*Document text*:
58 F.3d 89
64 USLW 2062, 33 Collier Bankr.Cas.2d 1159,
Bankr. L. Rep. P 76,549
CEN-PEN CORPORATION, Plaintiff-Appellee,
v.
Walter E. HANSON; Loraine P. Hanson, Defendants-Appellants.
No. 94-2627.
United States Court of Appeals,
Fourth Circuit.
Argued May 5, 1995.
Decided June 22, 1995.
ARGUED: John Edwards Robins, Jr., John E. Robins, Jr. & Associates, P.C., Hampton, VA, for Appellants. Sheryl Lee Brindle, Alexander P. Smith & Associates, P.C., Norfolk, VA, for Appellee. ON BRIEF: Alexander P. Smith, Alexander P. Smith & Associates, P.C., Norfolk, VA, for Appellee.
Before WILKINSON and HAMILTON, Circuit Judges, and HEANEY, Senior Circuit Judge of the United States Court of Appeals for the Eighth Circuit, sitting by designation.
Affirmed by published opinion. Judge WILKINSON wrote the opinion, in which Judge HAMILTON joined. Senior Judge HEANEY wrote a dissenting opinion.OPINION
WILKINSON, Circuit Judge:
In this case we must address the effect of a bankruptcy court's confirmation of a Chapter 13 wage earner plan on a creditor's liens. Specifically, appellants contend that liens on their primary residence were avoided because the creditor received notice (by means of a copy of the proposed plan) that the underlying debt was being treated as unsecured but neither objected to confirmation of the plan nor filed a proof of its secured claim. Because we believe that appellants failed to take appropriate steps to avoid the creditor's liens, we hold that those liens survived confirmation. Accordingly, we affirm the judgment of the district court.
I.

*Requirement 1*:
For each statement about the court opinion, say whether it agrees with the opinion, answering yes or no and quoting the opinion's deciding words: (a) The case was decided on June 22, 1995. (b) Judge Hamilton wrote a dissenting opinion. (c) The court held that the creditor's liens survived confirmation of the plan.
The court opinion above has no connection to the rows that follow it.

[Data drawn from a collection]
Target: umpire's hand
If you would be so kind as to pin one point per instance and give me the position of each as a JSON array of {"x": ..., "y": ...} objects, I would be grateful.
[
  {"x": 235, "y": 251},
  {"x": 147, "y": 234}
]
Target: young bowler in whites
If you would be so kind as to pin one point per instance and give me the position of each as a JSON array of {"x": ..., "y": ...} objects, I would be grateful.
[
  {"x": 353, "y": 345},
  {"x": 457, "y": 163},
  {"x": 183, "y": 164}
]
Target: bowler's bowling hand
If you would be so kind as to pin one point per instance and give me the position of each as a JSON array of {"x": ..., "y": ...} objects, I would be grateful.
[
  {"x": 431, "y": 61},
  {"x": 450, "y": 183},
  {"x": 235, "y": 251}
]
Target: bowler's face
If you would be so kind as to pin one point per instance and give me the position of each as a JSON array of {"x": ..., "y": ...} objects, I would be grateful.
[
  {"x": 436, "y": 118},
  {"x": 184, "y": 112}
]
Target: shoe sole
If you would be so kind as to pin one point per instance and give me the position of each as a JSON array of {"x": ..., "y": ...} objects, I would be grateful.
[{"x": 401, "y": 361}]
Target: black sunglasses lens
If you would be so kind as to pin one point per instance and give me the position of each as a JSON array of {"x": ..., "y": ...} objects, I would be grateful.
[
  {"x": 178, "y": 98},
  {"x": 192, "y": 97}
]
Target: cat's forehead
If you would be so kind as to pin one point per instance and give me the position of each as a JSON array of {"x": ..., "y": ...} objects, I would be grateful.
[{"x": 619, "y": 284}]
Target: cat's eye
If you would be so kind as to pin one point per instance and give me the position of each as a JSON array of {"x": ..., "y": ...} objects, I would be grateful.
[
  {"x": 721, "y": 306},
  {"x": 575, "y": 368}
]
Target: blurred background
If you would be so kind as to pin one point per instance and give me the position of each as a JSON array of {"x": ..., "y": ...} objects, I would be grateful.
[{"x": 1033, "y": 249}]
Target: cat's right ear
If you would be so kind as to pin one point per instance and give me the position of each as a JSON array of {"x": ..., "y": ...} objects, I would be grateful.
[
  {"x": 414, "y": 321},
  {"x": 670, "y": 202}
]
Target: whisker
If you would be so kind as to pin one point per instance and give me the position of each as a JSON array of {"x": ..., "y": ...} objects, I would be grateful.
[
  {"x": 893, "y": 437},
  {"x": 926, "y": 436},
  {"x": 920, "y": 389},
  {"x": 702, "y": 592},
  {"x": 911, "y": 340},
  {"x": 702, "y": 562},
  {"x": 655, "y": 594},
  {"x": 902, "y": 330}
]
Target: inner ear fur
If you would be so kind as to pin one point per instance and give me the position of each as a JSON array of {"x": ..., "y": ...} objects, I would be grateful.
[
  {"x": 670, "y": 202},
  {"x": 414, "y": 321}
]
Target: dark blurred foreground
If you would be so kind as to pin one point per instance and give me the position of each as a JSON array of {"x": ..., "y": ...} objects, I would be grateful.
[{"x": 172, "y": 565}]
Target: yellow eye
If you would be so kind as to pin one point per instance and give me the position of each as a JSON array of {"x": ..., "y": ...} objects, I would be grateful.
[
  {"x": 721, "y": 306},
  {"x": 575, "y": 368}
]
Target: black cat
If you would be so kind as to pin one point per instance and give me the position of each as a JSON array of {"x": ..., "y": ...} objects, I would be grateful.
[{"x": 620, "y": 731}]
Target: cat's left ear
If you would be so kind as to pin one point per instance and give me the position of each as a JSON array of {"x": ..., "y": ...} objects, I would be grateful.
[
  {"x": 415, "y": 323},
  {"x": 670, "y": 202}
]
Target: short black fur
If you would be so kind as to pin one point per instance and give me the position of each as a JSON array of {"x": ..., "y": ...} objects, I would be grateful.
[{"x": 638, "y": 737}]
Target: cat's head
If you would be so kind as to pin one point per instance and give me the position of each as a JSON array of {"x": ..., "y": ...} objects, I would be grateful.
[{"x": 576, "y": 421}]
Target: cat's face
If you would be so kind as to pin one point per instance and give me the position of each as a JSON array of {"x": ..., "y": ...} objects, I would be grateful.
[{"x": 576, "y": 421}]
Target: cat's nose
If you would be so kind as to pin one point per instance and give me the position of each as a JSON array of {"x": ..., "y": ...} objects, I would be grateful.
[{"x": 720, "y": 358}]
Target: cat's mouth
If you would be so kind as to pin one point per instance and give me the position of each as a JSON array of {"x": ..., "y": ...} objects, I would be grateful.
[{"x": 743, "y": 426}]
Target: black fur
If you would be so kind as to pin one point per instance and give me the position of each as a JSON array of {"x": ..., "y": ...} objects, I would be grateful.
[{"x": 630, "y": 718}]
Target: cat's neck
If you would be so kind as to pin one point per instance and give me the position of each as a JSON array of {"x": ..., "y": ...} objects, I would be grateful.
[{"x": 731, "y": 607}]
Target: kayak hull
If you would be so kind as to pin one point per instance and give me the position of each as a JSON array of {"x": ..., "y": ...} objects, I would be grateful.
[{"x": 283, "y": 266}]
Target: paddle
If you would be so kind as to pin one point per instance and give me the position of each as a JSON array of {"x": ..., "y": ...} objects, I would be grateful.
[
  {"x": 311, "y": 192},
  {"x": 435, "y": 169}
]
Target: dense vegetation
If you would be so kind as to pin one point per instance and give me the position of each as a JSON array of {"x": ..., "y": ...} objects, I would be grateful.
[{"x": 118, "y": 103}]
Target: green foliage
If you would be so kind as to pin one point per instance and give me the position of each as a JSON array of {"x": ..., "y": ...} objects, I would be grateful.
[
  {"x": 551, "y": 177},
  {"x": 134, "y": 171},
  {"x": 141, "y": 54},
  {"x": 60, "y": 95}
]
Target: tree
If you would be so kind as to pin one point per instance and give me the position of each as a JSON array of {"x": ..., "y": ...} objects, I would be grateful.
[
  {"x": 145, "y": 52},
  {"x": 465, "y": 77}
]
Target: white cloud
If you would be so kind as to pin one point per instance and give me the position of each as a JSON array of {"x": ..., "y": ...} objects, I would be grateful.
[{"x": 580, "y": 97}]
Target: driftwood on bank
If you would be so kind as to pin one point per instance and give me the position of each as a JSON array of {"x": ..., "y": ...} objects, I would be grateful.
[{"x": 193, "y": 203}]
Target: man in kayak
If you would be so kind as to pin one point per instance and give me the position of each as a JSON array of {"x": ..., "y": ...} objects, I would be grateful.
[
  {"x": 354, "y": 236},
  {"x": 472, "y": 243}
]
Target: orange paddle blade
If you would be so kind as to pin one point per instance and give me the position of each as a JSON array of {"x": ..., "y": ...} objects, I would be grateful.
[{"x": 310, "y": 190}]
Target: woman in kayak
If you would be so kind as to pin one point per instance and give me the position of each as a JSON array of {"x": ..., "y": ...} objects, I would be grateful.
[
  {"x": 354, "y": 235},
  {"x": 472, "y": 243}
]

*Requirement 2*:
Lay out the rows as a JSON list of strings, one string per line and leaving out blank lines, starting at the line that has "Target: woman in kayak" and stopping after the last line of the rows.

*Full output 1*:
(a) Yes: "Decided June 22, 1995."
(b) No: "Senior Judge HEANEY wrote a dissenting opinion."
(c) Yes: "we hold that those liens survived confirmation."

*Full output 2*:
[
  "Target: woman in kayak",
  "If you would be so kind as to pin one point per instance and give me the position of each as a JSON array of {\"x\": ..., \"y\": ...} objects, I would be grateful.",
  "[",
  "  {\"x\": 354, \"y\": 235},",
  "  {\"x\": 472, \"y\": 243}",
  "]"
]